■ TASKS FOR THIS EXERCISE
• A. In the cancer screening passage, explain in one to three sentences why the fecal tests look for tiny amounts of blood in a person's stool.
• B. Continue the cancer screening passage from the point where it stops.

Cancer Screening Tests That Men Should Get

Medically Reviewed by Sabrina Felson, MD on June 17, 2024
4 min read

Going to the doctor for an annual checkup may not be the most exciting thing you can think of, but don't wait to get a screening test for the most common cancers that affect men. They're easier to treat when you catch them early.

Since the disease usually starts with growths called polyps in your colon, some screening exams look for them. The goal is to find them -- and remove them during the exam -- before they turn into cancer or while they're still precancerous.

Colonoscopy. Your doctor puts a flexible tube with a tiny camera into your rear end so they can see the inside of your colon and rectum. A day or so before the test, you can't have food -- only clear liquids -- and you'll need to drink a laxative.

The procedure takes about 30 minutes. You'll get medicine to make you drowsy or put you to sleep, as well as numbing medication. Your doctor will usually remove any polyps and perhaps bits of tissue from your colon. Then they’ll send them to a lab to get checked for signs of cancer.

Flexible sigmoidoscopy. It's like a colonoscopy, but it only lets your doctor see about a third of your colon. You don't have to do as much prep, and you can usually stay awake. This test takes about 20 minutes.

Fecal tests.  Both the guaiac-based fecal occult blood test (gFOBT) and the fecal immunochemical test (FIT) look for tiny amounts of blood in your poop, because cancers in the colon and rectum sometimes bleed.

■ RECORD EXCERPTS
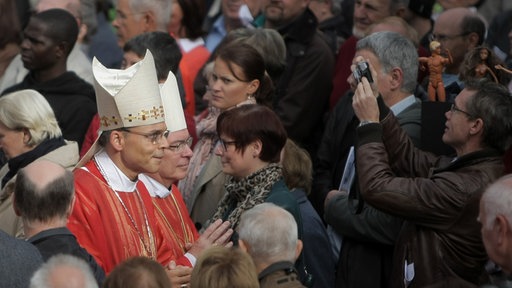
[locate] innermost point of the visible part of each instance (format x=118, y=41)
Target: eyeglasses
x=225, y=144
x=154, y=137
x=442, y=37
x=454, y=109
x=179, y=146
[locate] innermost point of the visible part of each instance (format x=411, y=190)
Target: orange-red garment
x=177, y=227
x=190, y=64
x=102, y=225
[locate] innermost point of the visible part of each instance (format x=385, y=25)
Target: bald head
x=43, y=172
x=43, y=191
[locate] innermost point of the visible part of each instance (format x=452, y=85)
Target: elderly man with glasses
x=440, y=244
x=170, y=210
x=114, y=217
x=458, y=30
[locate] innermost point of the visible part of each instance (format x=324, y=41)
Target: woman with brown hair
x=238, y=78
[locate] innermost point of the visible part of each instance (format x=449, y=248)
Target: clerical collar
x=155, y=188
x=116, y=179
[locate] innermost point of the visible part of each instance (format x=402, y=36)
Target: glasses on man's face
x=179, y=146
x=154, y=137
x=225, y=144
x=442, y=37
x=454, y=109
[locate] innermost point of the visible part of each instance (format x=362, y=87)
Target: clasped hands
x=218, y=233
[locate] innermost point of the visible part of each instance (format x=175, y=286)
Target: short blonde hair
x=220, y=267
x=434, y=45
x=27, y=109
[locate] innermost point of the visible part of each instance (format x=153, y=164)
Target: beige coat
x=67, y=156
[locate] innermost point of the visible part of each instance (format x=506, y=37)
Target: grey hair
x=161, y=8
x=41, y=278
x=394, y=5
x=27, y=109
x=497, y=199
x=394, y=50
x=270, y=232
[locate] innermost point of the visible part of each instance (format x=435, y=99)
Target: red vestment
x=177, y=227
x=105, y=227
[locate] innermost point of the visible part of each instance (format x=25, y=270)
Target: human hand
x=178, y=275
x=364, y=103
x=333, y=193
x=218, y=233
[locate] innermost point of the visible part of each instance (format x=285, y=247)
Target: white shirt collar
x=116, y=179
x=155, y=188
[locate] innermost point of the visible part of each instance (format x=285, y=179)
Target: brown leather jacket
x=439, y=201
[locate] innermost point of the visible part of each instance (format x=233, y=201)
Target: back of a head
x=248, y=123
x=270, y=232
x=161, y=10
x=61, y=26
x=9, y=24
x=297, y=167
x=29, y=110
x=492, y=103
x=394, y=50
x=138, y=272
x=220, y=267
x=497, y=199
x=165, y=50
x=64, y=271
x=43, y=191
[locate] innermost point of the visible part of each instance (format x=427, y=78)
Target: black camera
x=362, y=70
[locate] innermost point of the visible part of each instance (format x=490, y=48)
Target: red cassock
x=115, y=226
x=177, y=227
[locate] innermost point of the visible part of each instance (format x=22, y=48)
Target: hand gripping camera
x=362, y=70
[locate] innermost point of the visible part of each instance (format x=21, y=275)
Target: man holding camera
x=394, y=59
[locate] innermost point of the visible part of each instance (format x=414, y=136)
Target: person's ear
x=117, y=140
x=253, y=86
x=60, y=50
x=501, y=226
x=397, y=78
x=256, y=147
x=477, y=127
x=15, y=207
x=473, y=40
x=71, y=205
x=149, y=21
x=243, y=246
x=298, y=249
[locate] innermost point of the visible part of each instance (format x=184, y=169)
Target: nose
x=218, y=150
x=188, y=152
x=115, y=23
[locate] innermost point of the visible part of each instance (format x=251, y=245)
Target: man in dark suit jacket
x=44, y=195
x=18, y=261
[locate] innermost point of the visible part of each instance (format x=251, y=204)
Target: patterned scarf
x=243, y=194
x=207, y=132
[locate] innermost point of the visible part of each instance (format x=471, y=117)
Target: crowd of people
x=268, y=143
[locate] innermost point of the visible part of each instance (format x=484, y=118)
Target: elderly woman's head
x=26, y=120
x=251, y=137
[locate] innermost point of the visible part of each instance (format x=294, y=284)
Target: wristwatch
x=364, y=122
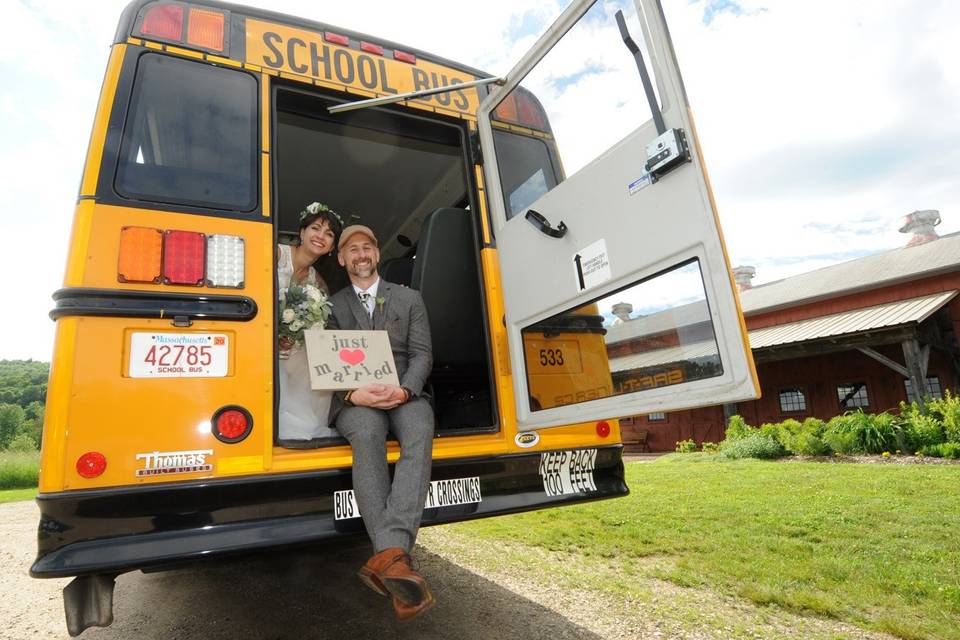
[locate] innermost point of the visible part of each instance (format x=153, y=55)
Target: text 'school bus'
x=215, y=126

■ PER-TASK ANSWERS
• A. Both the guaiac-based fecal occult blood test (gFOBT) and the fecal immunochemical test (FIT) look for tiny amounts of blood in stool because cancers in the colon and rectum sometimes bleed.

• B.
You'll collect a small amount of your poop with a special kit at home, and then send it to a lab. You might have to avoid certain foods and medicines beforehand.

stool DNA test is similar, but the lab will also check for traces of cells from polyps or cancer with changes in their genes.

Men should start getting screened at 45 years old, but you might need to start earlier if you're at high risk for colorectal cancer. If you're older, ask your doctor whether you still need to.

The U.S. Preventive Services Task Force (USPSTF) -- a panel of medical experts -- recommends you have a:

  • Colonoscopy once every 10 years, or
  • Flexible sigmoidoscopy every 10 years, plus FIT every year (but the (American College of Physicians says flexible sigmoidoscopy every 5 years, plus FOBT or FIT every 3 years), or
  • FOBT or FIT every year

It's the second most common cancer in men. Different health groups have their own guidelines. Your doctor can recommend which tests you should have and how often to get them.

PSA (prostate specific antigen). It looks for a protein in your blood that prostate cells release. Cancer causes the PSA level to rise. The problem is that other conditions, like an enlarged prostate, can also raise those levels.

Digital rectal exam (DRE). During this test, you either bend forward while standing or lie on your side on an exam table. Then your doctor puts a lubricated, gloved finger into your rectum to feel for any lumps in your prostate. You might bleed a little bit afterward.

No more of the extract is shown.